DATA LISTING Start Marker

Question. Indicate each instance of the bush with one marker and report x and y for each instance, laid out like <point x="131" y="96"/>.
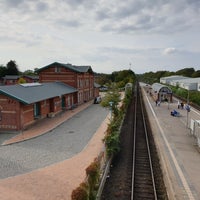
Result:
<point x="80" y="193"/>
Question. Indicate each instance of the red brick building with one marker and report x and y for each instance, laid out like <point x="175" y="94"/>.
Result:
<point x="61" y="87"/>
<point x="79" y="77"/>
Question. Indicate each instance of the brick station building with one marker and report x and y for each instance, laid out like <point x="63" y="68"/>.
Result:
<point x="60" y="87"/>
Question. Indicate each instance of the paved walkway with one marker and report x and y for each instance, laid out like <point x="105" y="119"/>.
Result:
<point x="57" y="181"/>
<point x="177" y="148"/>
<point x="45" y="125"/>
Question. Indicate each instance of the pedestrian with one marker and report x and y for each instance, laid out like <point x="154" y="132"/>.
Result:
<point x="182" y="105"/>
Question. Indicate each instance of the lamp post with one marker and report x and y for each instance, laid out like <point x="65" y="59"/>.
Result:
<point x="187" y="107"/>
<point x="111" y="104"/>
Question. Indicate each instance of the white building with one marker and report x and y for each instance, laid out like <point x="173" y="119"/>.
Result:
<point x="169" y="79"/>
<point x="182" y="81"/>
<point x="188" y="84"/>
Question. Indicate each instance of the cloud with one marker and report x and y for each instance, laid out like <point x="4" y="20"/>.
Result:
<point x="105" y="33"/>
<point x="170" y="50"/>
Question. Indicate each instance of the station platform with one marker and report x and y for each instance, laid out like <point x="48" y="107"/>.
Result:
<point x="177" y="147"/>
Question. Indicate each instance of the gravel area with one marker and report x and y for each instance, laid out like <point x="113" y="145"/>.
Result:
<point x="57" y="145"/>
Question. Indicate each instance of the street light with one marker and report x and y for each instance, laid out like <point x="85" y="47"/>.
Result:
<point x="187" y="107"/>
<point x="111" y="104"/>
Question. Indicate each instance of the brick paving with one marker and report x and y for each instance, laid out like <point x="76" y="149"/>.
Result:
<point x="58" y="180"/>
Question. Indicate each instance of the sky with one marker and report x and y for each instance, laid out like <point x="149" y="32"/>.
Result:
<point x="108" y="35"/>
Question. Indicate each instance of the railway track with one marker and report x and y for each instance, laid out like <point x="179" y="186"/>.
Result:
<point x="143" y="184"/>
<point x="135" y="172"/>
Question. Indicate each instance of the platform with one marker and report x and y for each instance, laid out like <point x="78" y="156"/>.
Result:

DATA LISTING End Marker

• [PROBLEM TO SOLVE]
The required output is every line of the entries, starting at the one that contains "Question. Indicate each instance of the platform" and ending at the last, copied exactly.

• [TASK RESPONSE]
Question. Indicate each instance of the platform with one marker and report x and y for each instance, laid out like <point x="78" y="156"/>.
Result:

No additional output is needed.